START Reading text
As other responders have noted, class/subclass extension and inheritance are not built into most relational database systems. But there is plenty of assistance, if you know the right buzzwords. What follows is intended to teach you the buzzwords, in database lingo. Here is a summary of the buzzwords coming: "ER Generalization", "ER Specialization", "Single Table Inheritance", "Class Table Inheritance", "Shared Primary Key".
Staying at the conceptual level, ER modeling is a good way of understanding the data at a conceptual level. In ER modeling, there is a concept, "ER Generalization", and a counterpart concept "ER Specialization" that parallel the thought process I just presented above as "superclass/subclass". ER Specialization tells you how to diagram subclasses, but it doesn't tell you how to implement them.
Next we move down from the conceptual level to the logical level. We express the data in terms of relations or, if you will, SQL tables. There are a couple of techniques for implementing subclasses. One is called "Single Table Inheritance". The other is called "Class Table Inheritance". In connection with Class table inheritance, there is another technique that goes by the name "Shared primary Key".
Going forward in your case with class table inheritance, we first design a table called "Institutions", with an Id field, a name field, and all of the fields that pertain to institutions, no matter which of the four kinds they are. Things like mailing address fields, for instance. Again, you understand your data better than I do, and you can find fields that are in all four of your existing tables. We populate the id field in the usual way.
Next we design four tables called "Hospitals", "Clinics", "Schools", and "Universities". These will contain an id field, plus all of the data fields that pertain only to that kind of institution. For instance, a hospital might have a "bed capacity". Again, you understand your data better than I do, and you can figure these out from the fields in your existing tables that didn't make it into the Institutions table.
END Reading text
◆ Required work
- 1) Answer from the database inheritance text:
(a) According to the text, what does ER Specialization not tell you?
(b) Which field does the text give as an example of one shared by institutions of all four kinds?
(c) What field might a hospital have, in the text's example?
- 2) Could you carry on the database inheritance text from its last sentence?
The items come from a separate source.
START Records shown
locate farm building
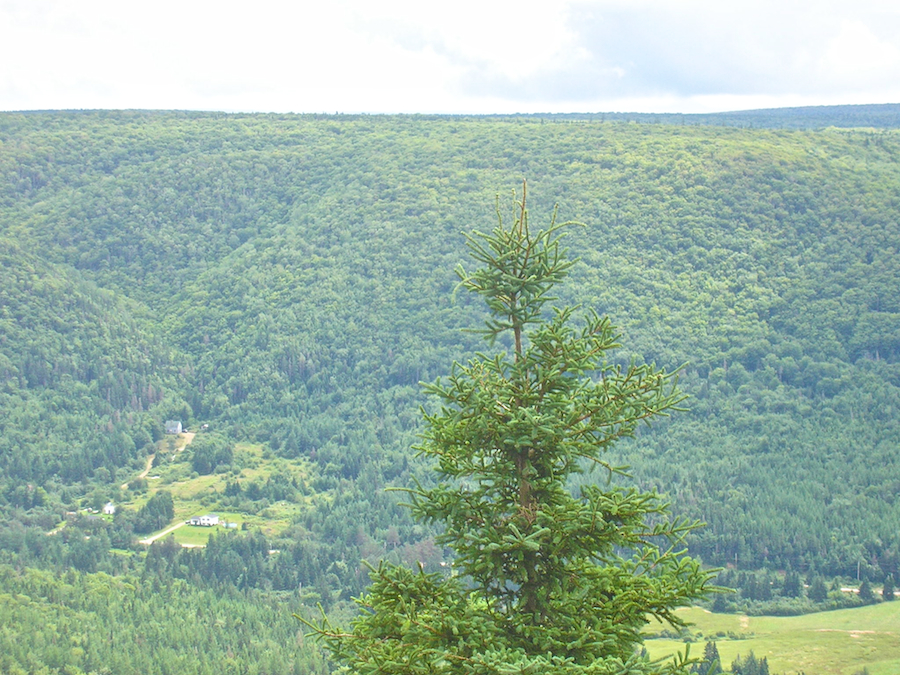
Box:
[188,513,219,527]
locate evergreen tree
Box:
[781,570,803,598]
[692,640,722,675]
[859,579,875,604]
[306,185,710,675]
[806,576,828,602]
[881,574,894,602]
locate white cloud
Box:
[0,0,900,112]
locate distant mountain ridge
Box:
[0,106,900,579]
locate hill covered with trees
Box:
[0,112,900,672]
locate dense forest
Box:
[0,108,900,672]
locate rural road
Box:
[138,520,185,546]
[121,431,197,490]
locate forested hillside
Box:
[0,112,900,672]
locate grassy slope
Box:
[646,602,900,675]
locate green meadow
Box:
[645,602,900,675]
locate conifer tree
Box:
[881,574,894,602]
[306,189,710,675]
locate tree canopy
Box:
[310,187,710,675]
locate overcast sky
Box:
[0,0,900,113]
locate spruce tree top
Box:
[306,188,710,674]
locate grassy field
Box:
[645,602,900,675]
[124,439,307,546]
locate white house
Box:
[188,513,219,527]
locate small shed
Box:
[188,513,219,527]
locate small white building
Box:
[188,513,219,527]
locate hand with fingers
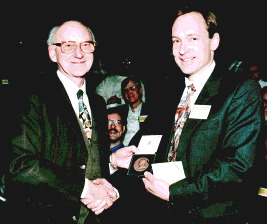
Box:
[111,145,139,169]
[81,181,117,215]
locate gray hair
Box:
[46,21,96,45]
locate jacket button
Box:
[80,165,86,170]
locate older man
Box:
[132,7,264,224]
[6,21,120,223]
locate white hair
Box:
[46,21,96,45]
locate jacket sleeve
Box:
[170,80,264,208]
[7,96,85,201]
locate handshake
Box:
[81,146,139,215]
[81,179,117,215]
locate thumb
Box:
[144,172,156,182]
[128,145,140,153]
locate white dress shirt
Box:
[57,70,119,198]
[123,103,143,146]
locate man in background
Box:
[108,107,125,152]
[6,21,117,224]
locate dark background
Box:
[1,0,267,84]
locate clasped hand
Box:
[81,179,117,215]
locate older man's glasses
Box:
[53,41,96,54]
[108,120,121,125]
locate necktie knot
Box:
[77,89,83,99]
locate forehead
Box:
[55,22,92,43]
[172,12,208,37]
[108,113,121,120]
[125,80,136,88]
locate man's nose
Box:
[179,43,188,55]
[73,45,84,58]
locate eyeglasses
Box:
[53,41,96,54]
[108,120,121,125]
[123,86,138,93]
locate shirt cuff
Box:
[81,178,120,199]
[81,178,89,198]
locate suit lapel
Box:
[177,69,221,160]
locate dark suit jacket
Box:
[130,64,264,220]
[6,73,112,223]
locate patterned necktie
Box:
[168,84,196,162]
[77,89,92,142]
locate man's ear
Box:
[211,33,220,51]
[48,44,57,62]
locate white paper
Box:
[189,105,211,119]
[152,161,185,185]
[135,135,162,154]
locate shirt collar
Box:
[57,70,86,98]
[185,60,215,91]
[129,102,143,113]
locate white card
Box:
[189,105,211,119]
[135,135,162,154]
[152,161,185,185]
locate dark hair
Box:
[177,6,218,38]
[107,106,127,126]
[121,76,143,103]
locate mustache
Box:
[108,128,118,133]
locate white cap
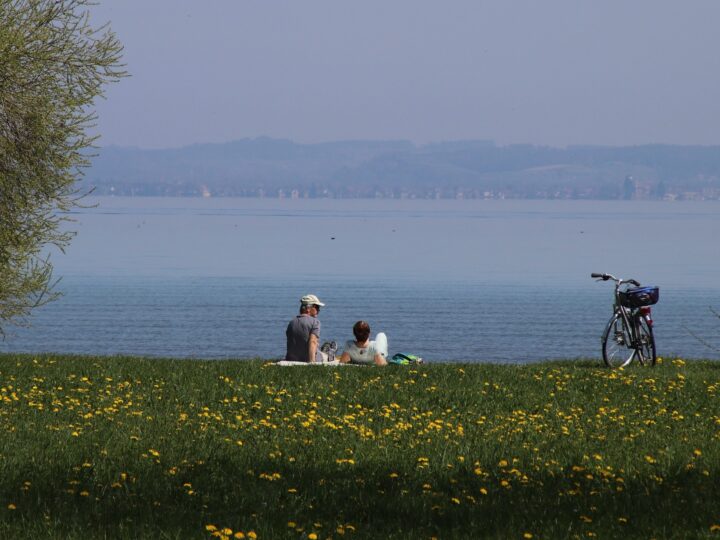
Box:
[300,294,325,306]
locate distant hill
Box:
[83,138,720,199]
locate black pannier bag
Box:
[618,287,660,308]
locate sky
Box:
[91,0,720,148]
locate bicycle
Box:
[590,272,660,368]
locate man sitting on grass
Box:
[285,294,327,364]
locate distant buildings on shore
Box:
[93,182,720,201]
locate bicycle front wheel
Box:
[603,313,635,368]
[636,316,657,367]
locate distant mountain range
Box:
[83,138,720,199]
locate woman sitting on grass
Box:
[340,321,387,366]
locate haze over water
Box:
[2,198,720,362]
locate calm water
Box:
[0,198,720,362]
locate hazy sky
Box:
[93,0,720,148]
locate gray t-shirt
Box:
[285,315,322,362]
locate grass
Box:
[0,354,720,538]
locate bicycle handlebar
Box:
[590,272,640,287]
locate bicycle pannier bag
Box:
[619,287,660,308]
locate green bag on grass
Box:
[388,353,423,366]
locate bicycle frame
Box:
[591,273,656,367]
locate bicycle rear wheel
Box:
[637,316,657,367]
[603,313,635,368]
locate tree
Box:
[0,0,125,335]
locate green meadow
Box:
[0,354,720,539]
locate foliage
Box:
[0,355,720,539]
[0,0,124,333]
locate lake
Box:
[0,197,720,363]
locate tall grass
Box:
[0,355,720,538]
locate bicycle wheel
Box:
[637,316,657,367]
[603,313,635,368]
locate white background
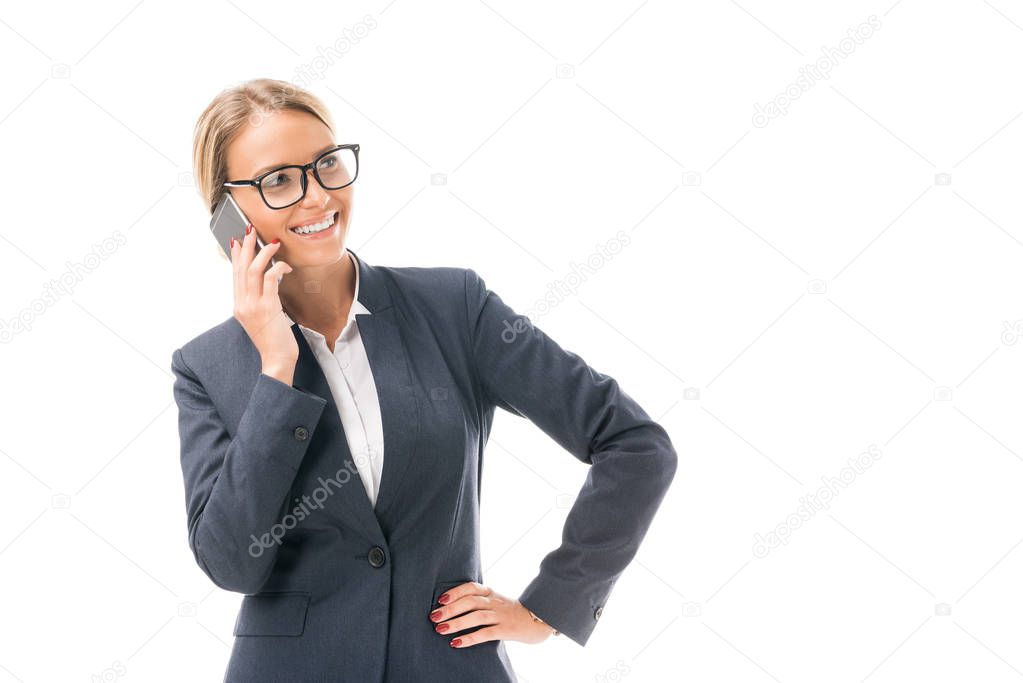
END Records shown
◆ Exercise answers
- 1)
(a) How to implement subclasses.
(b) Mailing address fields.
(c) A "bed capacity".

- 2)
This is where "shared primary key" comes in. When a new entry is made into "Institutions", we have to make a new parallel entry into one of four specialized subclass tables. But we don't use some sort of autonumber feature to populate the id field. Instead, we put a copy of the id field from the "Institutions" table into the id field of the subclass table.
This is a little work, but the benefits are well worth the effort. Shared primary key enforces the one-to-one nature of the relationship between subclass entries and superclass entries. It makes joining superclass data and subclass data simple, easy, and fast. It eliminates the need for a special field to tell you which subclass a given institution belongs in.
And, in your case, it provides a handy answer to your original question. The foreign key you were originally asking about is now always a foreign key to the Institutions table. And, because of the magic of shared-primary-key, the foreign key also references the entry in the appropriate subclass table, with no extra work.
You can create four views that combine institution data with each of the four subclass tables, for convenience.
Look up "ER Specialization", "Class Table Inheritance", "Shared Primary Key", and maybe "Single Table Inheritance" on the web, and here in SO. There are tags for most of these concepts or techniques here in SO.
You could put a trigger on the table and enforce the referential integrity there. I don't think there's a really good out-of-the-box feature to implement this requirement.